→ Extracted text:
------------

Fire and smoke damage is often extensive, reaching well beyond the blaze itself. That includes water damage. Smoke damage is usually a large part, if not the major portion, of fire damage so let’s consider exactly what it is before considering smoke cleaning and restoration.
First, let’s make some distinctions. In a major blaze heat alone can cause warping and discoloration. That’s not smoke damage. Out of its thousands of compounds, hundreds are toxic, acidic, or odor-causing. Some are truly gasses, but visible smoke is microscopic particles suspended in the air. When the settle on various surfaces that’s soot. And that’s what causes smoke damage.
Smoke does more than stain and smell. Its toxic ingredients, visible and invisible, are harmful to people and pets. And those health hazards can linger for days. It also contains acidic compounds that corrode metals and etch glass.
Traveling through open air and duct work, smoke’s toxic gasses and fine particles reach inside closed closets and dresser drawers. It can travel far from the blaze, and settles mostly in cooler areas such as behind drapes or blinds as well as inside walls and other building cavities. Those particles are usually ionized so they’re also electrostatically attracted to various materials, especially vinyl.
Here’s a timeline of how smoke damage progresses if the right smoke damage cleanup steps aren’t taken as part of your fire damage restoration.
- In minutes smoke settles into soot that immediately causes permanent discoloration of many porous materials. That includes even marble and alabaster as well as the plastics commonly used in small appliances.
- In hours metal tarnishes, corrodes, and pits. That includes the insides of appliances and electronics. Painted walls yellow and clothing stains become permanent. Fiberglass bathroom fixtures also yellow along with many major appliances. The grout between tiles also stains and may have to be replaced. Wooden furniture may need refinishing, and flooring may need to be refinished or replaced.
- In days synthetic carpet fibers permanently yellow and smoke removal from other fibers may become impossible. Silver is irreparably corroded and even glass, crystal, and china become etched.
Fire and Smoke Odors
Smoke odors can be extremely difficult to remove. The heat of a fire, especially when combined with the high humidity resulting from firefighting, opens up pores in materials such as wood. Those pores close with a return to normal conditions, trapping odors and toxins inside. Smells can linger for years, perhaps a century. It’s claimed that documents from the 1906 San Francisco fire still smell smoky.

------------

→ Excerpted records:
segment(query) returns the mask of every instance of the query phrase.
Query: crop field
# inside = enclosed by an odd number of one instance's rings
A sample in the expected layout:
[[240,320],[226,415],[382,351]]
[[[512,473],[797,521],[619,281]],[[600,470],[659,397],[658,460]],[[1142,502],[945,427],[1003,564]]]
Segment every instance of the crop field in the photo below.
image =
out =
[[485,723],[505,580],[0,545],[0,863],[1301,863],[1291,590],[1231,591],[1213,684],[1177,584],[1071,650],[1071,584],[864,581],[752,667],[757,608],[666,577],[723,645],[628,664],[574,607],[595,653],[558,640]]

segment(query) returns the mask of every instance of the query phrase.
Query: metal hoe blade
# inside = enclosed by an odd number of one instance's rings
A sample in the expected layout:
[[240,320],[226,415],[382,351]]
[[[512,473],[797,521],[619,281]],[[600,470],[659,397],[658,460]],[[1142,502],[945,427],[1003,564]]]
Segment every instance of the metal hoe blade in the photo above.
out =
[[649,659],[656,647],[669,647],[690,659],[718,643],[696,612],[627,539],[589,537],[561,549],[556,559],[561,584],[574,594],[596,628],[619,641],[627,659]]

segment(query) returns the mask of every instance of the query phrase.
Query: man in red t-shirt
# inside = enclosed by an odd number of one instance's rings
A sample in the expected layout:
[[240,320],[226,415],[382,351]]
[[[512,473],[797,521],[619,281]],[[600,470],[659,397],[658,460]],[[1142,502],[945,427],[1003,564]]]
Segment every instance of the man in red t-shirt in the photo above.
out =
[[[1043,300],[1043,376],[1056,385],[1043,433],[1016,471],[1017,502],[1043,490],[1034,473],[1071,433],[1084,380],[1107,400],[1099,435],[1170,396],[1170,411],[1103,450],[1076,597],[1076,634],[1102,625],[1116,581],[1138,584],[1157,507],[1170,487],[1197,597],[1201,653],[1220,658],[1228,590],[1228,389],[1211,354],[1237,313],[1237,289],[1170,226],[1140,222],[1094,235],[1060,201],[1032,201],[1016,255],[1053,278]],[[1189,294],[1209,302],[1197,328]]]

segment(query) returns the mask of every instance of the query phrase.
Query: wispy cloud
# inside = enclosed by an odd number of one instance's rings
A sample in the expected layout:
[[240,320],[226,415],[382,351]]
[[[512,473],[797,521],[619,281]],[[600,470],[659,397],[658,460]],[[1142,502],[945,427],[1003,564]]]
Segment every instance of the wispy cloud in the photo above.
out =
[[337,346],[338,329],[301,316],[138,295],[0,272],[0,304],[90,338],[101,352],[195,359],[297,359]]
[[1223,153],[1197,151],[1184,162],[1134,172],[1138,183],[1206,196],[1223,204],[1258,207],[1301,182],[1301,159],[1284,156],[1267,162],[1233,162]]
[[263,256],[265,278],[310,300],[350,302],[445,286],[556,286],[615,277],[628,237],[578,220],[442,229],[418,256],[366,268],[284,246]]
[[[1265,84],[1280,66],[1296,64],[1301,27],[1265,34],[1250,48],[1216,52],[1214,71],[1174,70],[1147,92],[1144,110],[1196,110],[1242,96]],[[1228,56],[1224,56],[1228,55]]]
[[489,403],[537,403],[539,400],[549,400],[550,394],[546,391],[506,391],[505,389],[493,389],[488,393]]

------------

→ Exercise requirements:
Reproduce word for word the part of the smoke damage text above between "- In minutes" and "in small appliances.", inclusive.

→ Response area:
- In minutes smoke settles into soot that immediately causes permanent discoloration of many porous materials. That includes even marble and alabaster as well as the plastics commonly used in small appliances.